__Task 1__.
From the flashlight thread, return the passage starting with "It's my HID" and going on through "for a Maxabeam.".
__Task 2__.
Translate this sentence from the flashlight thread into Spanish: "It's my HID spotlight and if I remember correctly it's a little over 3000 lumens."
__Task 3__.
List every distinct flashlight model name beginning with "TK" that appears in the flashlight thread.

__Page__.
■ ■ ■ ■ ■ ■ ■

# How Bright is your Brightest Flashlight



## shado (Sep 22, 2011)

A thread I read through today (3:15 AM last night) made me wonder :thinking:


----------



## jorgen (Sep 22, 2011)

800 lumens


----------



## shado (Sep 22, 2011)

So who has the over 5000 lumen Monster :thumbsup: I would really like some details or maybe a pic :twothumbs


----------



## Imon (Sep 23, 2011)

It's my HID spotlight and if I remember correctly it's a little over 3000 lumens.


----------



## Echo63 (Sep 23, 2011)

I'm not sure which of mine is brightest, it's either a SF 9P with Neutral Moddoo Triple (1000 lumens) or the Maxabeam, which has a Ushio UXL75-XE bulb, which I believe does a little over 1000 lumens, although I have heard numbers up to 1800 lumens for a Maxabeam.


----------



## stoli67 (Sep 23, 2011)

Macs 3300 lumen ..... I think that is at the LED though...


----------



## shado (Sep 23, 2011)

stoli67 said:


> Macs 3300 lumen ..... I think that is at the LED though...



I've seen them on Macs site  has anyone posted beam shots? What would you compare it to?


----------



## grayhighh (Sep 23, 2011)

Here you go.

Mac's Mag 3300L Hi







Surefire M3LT @ 400 lumens


----------



## baterija (Sep 23, 2011)

My brightest is a Z2 with a Malkoff M61W... the low end of the 200-400 lumen group.


----------



## stoli67 (Sep 23, 2011)

Macs 3300

I posted a few of these pics here 

http://www.candlepowerforums.com/vb/showthread.php?306347-quot-A-Floody-Floody-Night-quot

still waiting for the Septa multi level to add to that round up!


----------



## eebowler (Sep 23, 2011)

Double XML set up each powered by approximately 2.2A (or more) on high. I'm guessing just over 1400 lumens


----------



## Richub (Sep 23, 2011)

I only have Fenix Flashlights... So my brightest lights are the TK35 and TK41, both are about 800 lumens.
Good enough for me .


----------



## shado (Sep 23, 2011)

Richub said:


> I only have Fenix Flashlights... So my brightest lights are the TK35 and TK41, both are about 800 lumens.
> Good enough for me .


 
Fenix makes a great light! I have a TK45 beside the bed / TK41 in the office / TK15 in the car and a couple of others including a PD10 Titan. The TK41 has a very impressive throw!

■ ■ ■ ■ ■ ■ ■

__Data rows__.
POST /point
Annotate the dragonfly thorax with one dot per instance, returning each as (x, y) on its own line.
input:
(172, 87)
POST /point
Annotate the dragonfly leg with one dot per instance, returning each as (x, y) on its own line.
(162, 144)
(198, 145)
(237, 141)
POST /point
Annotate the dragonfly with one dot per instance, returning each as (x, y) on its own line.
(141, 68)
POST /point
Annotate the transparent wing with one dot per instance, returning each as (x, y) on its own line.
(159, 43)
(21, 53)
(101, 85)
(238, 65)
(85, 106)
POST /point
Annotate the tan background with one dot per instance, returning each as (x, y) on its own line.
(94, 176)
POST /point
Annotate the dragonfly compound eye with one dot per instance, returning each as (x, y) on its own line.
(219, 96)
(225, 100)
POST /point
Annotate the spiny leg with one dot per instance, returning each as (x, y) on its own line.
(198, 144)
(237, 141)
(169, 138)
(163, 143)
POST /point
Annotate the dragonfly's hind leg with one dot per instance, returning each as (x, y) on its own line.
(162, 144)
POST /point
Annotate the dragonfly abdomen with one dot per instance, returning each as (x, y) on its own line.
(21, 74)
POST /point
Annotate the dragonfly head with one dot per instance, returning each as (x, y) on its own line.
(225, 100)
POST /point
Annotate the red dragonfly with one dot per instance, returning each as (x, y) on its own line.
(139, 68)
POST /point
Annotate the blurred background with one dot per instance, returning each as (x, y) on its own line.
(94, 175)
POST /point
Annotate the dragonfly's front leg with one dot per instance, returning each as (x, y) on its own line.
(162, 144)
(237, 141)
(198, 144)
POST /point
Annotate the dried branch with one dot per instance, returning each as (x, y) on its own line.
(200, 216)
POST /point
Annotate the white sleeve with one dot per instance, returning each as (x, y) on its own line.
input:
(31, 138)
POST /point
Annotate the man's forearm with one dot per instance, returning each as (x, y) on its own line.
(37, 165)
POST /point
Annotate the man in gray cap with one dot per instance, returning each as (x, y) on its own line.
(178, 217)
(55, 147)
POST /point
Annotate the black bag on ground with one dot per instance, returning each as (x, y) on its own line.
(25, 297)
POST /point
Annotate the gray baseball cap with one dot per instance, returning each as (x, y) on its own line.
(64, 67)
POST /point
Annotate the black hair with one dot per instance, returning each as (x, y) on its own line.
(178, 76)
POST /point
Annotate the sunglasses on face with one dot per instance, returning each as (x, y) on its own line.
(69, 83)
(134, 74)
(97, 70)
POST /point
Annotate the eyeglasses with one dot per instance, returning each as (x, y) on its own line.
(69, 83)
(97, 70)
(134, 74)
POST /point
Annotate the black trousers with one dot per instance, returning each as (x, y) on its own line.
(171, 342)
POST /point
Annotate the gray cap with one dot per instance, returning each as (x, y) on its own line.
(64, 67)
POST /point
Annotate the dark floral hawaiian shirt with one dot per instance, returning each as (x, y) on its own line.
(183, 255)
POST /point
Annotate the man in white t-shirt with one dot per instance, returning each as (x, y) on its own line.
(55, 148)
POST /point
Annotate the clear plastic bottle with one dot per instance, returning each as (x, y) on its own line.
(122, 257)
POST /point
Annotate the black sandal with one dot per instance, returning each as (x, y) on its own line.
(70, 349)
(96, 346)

■ ■ ■ ■ ■ ■ ■

__Right answer 1__.
It's my HID spotlight and if I remember correctly it's a little over 3000 lumens.


----------



## Echo63 (Sep 23, 2011)

I'm not sure which of mine is brightest, it's either a SF 9P with Neutral Moddoo Triple (1000 lumens) or the Maxabeam, which has a Ushio UXL75-XE bulb, which I believe does a little over 1000 lumens, although I have heard numbers up to 1800 lumens for a Maxabeam.

__Right answer 2__.
Es mi foco HID y, si mal no recuerdo, da un poco más de 3000 lúmenes.

__Right answer 3__.
TK35
TK41
TK45
TK15